## Exercise brief
Pick out every line in the entries below that contains the string "tree", and copy each of those lines.
· · · ·
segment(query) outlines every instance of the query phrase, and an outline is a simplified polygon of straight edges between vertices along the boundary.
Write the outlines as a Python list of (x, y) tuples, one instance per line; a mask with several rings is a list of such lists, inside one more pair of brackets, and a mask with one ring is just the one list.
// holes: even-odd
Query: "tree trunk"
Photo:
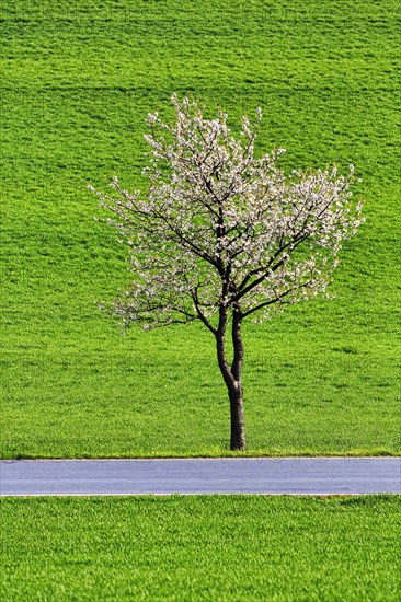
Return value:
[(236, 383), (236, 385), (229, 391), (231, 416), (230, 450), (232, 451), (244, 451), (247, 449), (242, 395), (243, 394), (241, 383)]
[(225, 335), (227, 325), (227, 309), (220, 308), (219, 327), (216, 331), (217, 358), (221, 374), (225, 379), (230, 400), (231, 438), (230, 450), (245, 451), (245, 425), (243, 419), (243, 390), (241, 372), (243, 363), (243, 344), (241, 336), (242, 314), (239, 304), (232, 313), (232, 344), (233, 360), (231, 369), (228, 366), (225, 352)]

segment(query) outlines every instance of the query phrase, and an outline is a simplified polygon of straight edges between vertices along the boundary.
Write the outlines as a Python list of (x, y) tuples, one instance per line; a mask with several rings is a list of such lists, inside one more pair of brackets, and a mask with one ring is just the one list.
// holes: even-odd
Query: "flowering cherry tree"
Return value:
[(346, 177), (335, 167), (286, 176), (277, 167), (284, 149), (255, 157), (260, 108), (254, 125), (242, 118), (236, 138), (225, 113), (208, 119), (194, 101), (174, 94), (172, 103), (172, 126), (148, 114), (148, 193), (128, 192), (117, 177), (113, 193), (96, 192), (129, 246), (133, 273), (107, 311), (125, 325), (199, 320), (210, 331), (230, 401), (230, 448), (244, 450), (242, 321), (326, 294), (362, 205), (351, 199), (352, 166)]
· · · ·
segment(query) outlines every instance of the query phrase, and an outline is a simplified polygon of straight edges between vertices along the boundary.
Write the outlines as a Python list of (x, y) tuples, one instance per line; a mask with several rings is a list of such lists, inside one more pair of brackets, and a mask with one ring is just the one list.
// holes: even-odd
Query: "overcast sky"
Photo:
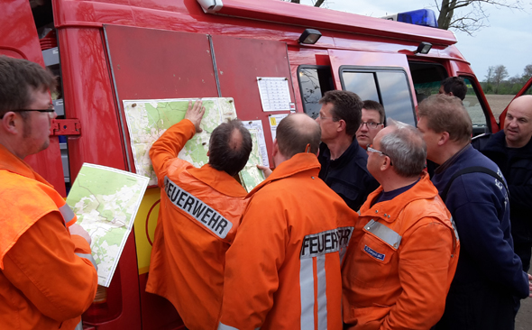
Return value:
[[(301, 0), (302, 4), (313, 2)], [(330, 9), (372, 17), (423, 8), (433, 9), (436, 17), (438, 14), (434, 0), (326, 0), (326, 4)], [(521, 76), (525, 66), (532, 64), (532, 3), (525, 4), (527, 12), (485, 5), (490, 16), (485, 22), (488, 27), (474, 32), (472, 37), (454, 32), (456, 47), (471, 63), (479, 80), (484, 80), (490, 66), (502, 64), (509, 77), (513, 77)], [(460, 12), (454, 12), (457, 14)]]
· · · ·
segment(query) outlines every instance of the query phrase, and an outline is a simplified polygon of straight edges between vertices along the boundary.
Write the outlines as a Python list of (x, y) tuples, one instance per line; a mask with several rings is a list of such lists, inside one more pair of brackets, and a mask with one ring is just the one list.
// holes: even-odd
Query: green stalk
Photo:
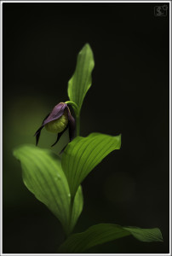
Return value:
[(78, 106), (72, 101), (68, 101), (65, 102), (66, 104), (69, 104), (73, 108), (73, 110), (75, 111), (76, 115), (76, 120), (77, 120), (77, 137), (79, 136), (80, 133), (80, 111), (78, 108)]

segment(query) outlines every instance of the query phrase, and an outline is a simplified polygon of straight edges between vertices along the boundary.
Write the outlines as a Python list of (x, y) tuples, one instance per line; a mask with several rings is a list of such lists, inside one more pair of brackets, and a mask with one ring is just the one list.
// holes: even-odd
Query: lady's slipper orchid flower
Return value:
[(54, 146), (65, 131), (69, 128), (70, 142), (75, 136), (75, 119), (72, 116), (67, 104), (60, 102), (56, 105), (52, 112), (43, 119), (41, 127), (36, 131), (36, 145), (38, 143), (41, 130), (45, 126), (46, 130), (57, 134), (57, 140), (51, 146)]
· · · ·
## Complete output
Query: "tree trunk"
Query: "flowering cherry tree"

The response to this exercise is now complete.